**AIM 1**
List every matter that, according to the quotation from Schedule 3 in the passage on the leverage ratio, the PRA must have regard to.
**AIM 2**
Carry the passage on the leverage ratio forward from its final sentence.

This instrument is necessary to ensure that the FPC’s existing macroprudential tools continue to operate effectively given changes that have been made to the wider prudential regime since they were first introduced. I beg to move.

My Lords, I thank the Minister for introducing this regulation, which is consequential on the changes to powers laid out in the recent Financial Services Act—which we debated for many days earlier this year. As the Minister said, the matters covered today include the leverage ratio and the application of measures to holding companies.

I have no problem with the regulation but I want to say a few things about the policies which it will be used to put in place. As the Minister said, there are several significant FPC and PRA consultations concerning application of international Basel standards and the leverage ratio, which are made in consultation with HMT. I would like to spend my time on those underlying issues that will be given life through the powers in this instrument.

The leverage ratio presently is utilised essentially as a backstop in case the models used by banks to calculate their risk-weighted capital requirements become too light in their risk assessments. Currently, it is set at 3.5%, and it is the capital buffers that will tend to restrict the banks’ activities, essentially through cost, with the leverage ratio therefore seen as a sort of lower ultimate solvency test. Nevertheless, it effectively functions in a similar way to capital buffers rather than as a different economic tool.

I make that point because I thought that, with the Financial Policy Committee having a bigger role in relation to leverage, there might be an attempt to look at the outcome of the Macmillan committee report produced after the 1929 financial crisis, where it was suggested that, instead of controlling markets simply by interest rates and price, there should be a second leverage control that addressed total volume. So my question to the Minister is on what thought is being given to whether there needs to be a control on volume and money creation other than through price.

Returning to what is actually happening in conjunction with this instrument, and in line with new Basel standards, the leverage ratio framework is being applied to a wider scope of firms, at times to the consolidated or sub-consolidated level, and will extend to internationally active holding companies and firms with non-UK assets over £10 billion, which will cover larger, non-ring-fenced banks and broker dealers such as Goldman Sachs, JP Morgan and Morgan Stanley. I agree that these are all good moves for stability of the banking system in the UK.

Alongside that there is to be tweaking of, and some disapplication of, Basel standards. Schedule 3 of the Financial Services Act 2021, repeated again in this instrument, states that the PRA must have regard to, among other things:

“relevant standards recommended by the Basel Committee on Banking Supervision from time to time … the likely effect of the rules on the relative standing of the United Kingdom as a place for internationally active credit institutions and investment firms to be based or to carry on activities … the likely effect of the rules on the ability of CRR firms to continue to provide finance to businesses and consumers in the United Kingdom on a sustainable basis in the medium and long term … the target in section 1 of the Climate Change Act 2008”,

which is net zero,

“and … any other matter specified by the Treasury”.

**GIVEN DATA**
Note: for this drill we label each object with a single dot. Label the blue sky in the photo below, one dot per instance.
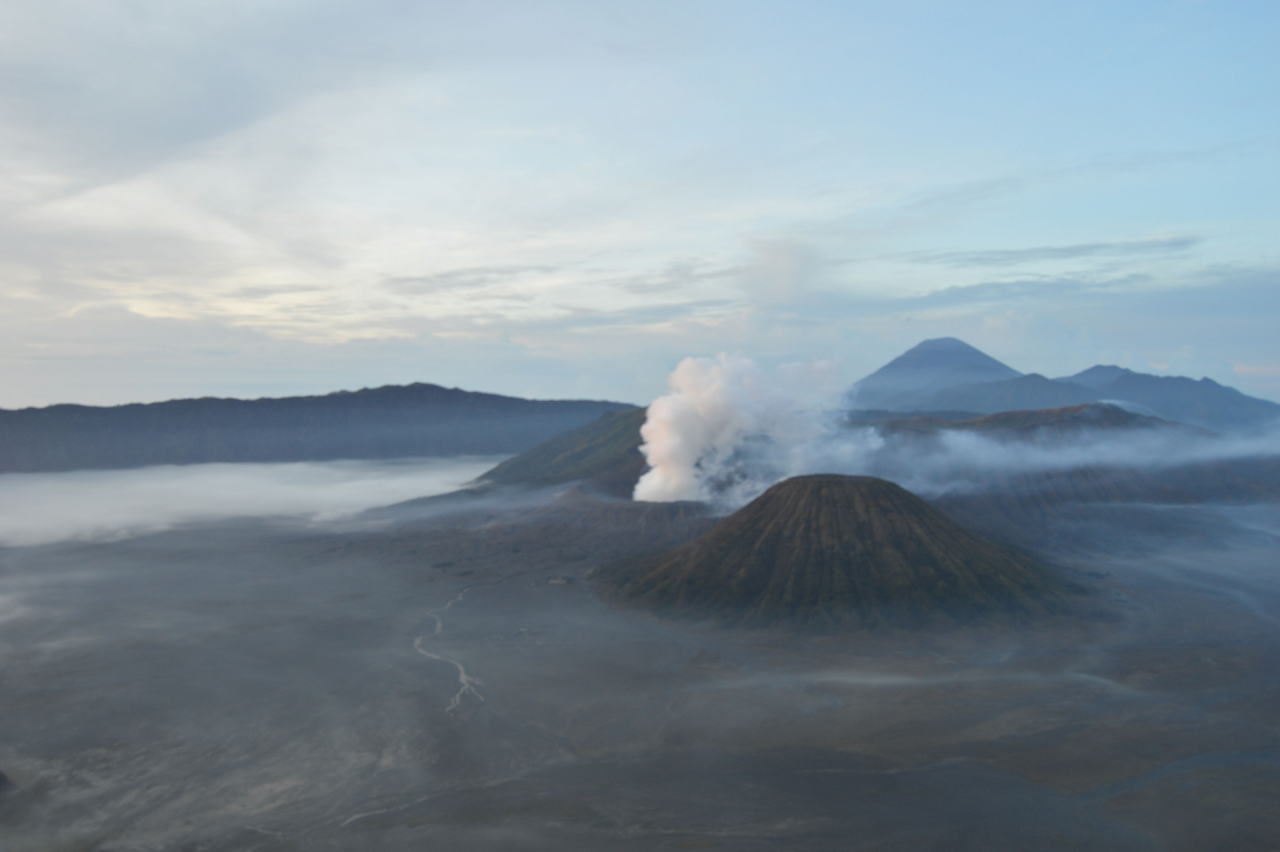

**WRITTEN RESPONSE 1**
- Relevant standards recommended by the Basel Committee on Banking Supervision from time to time
- The likely effect of the rules on the relative standing of the United Kingdom as a place for internationally active credit institutions and investment firms to be based or to carry on activities
- The likely effect of the rules on the ability of CRR firms to continue to provide finance to businesses and consumers in the United Kingdom on a sustainable basis in the medium and long term
- The target in section 1 of the Climate Change Act 2008, which is net zero
- Any other matter specified by the Treasury

**WRITTEN RESPONSE 2**
As ever, it is “have regard”, so it promises nothing. In the proposed changes around leverage, there are areas where the second point, about the standing of the UK—effectively competitiveness—has prevailed over the first, and the Basel rules are not taken in full. The UK will not be Basel-compliant over its leverage buffer for globally systemically important banks, setting a lower-than-Basel level, and will also not be implementing the disciplinary measures, such as restriction of dividends on breach of a leverage ratio requirement. It is not hard to see the attractiveness of those measures to banks, but is not there a risk that it is saying, “We don’t care that you are getting close to dodgy solvency levels, just go ahead and pay dividends”? Which other jurisdictions are doing this, or is the UK leading the charge?

There are other departures, too, but the Economic Secretary to the Treasury said in the Commons on Monday that the FPC will argue that overall, on an outcomes basis, the UK is equivalent because a stronger measure of what qualifies as capital will be applied. That is a substantial attitudinal departure from international standards. I understand where it is coming from, but it is the UK back to its old tricks of saying it complies when in fact it picks and chooses and jiggles around? It can be the same on an outcomes basis to get to a destination going the wrong way along a one-way street, but it is not advisable and involves breaches of standards. Is not that what the UK is doing—saying that we were well under the speed limit on this road, so now we can take an illegal short-cut down the one-way street?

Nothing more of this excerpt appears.